Problem description: Show every line in the listing below that contains the word "cabinet", copying each such line in full.
**** Information supplied
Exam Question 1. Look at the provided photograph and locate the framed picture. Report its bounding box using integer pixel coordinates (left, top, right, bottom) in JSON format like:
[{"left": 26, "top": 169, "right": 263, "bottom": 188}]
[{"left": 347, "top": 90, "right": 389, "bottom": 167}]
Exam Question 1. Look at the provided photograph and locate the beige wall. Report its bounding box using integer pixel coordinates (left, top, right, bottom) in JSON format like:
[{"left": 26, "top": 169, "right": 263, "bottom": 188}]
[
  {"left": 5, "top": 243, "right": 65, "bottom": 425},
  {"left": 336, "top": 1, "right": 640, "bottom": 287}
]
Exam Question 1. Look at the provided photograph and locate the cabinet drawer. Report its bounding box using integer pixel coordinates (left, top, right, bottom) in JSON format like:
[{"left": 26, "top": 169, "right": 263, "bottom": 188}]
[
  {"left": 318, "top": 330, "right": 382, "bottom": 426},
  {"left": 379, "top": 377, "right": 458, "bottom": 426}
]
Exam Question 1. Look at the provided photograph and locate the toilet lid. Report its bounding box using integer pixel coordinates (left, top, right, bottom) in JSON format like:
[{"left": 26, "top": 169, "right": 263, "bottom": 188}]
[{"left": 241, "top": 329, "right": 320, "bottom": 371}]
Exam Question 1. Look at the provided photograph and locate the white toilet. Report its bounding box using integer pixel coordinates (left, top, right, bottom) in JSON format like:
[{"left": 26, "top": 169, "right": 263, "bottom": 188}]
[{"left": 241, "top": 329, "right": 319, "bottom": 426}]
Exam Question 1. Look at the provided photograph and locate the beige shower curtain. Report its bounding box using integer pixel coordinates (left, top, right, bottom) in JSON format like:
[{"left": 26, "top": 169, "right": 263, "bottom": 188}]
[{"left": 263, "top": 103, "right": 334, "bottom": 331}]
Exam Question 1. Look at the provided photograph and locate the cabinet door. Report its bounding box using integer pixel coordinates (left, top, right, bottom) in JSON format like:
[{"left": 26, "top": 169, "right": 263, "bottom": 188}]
********
Exercise solution:
Exam Question 1. Look at the provided photograph and locate the cabinet drawer. Report its bounding box using integer pixel coordinates (left, top, right, bottom) in JSON format like:
Exam Question 1. Look at the provided photograph and locate the cabinet door. Report its bounding box using integer pixel coordinates (left, top, right, bottom) in JSON format like:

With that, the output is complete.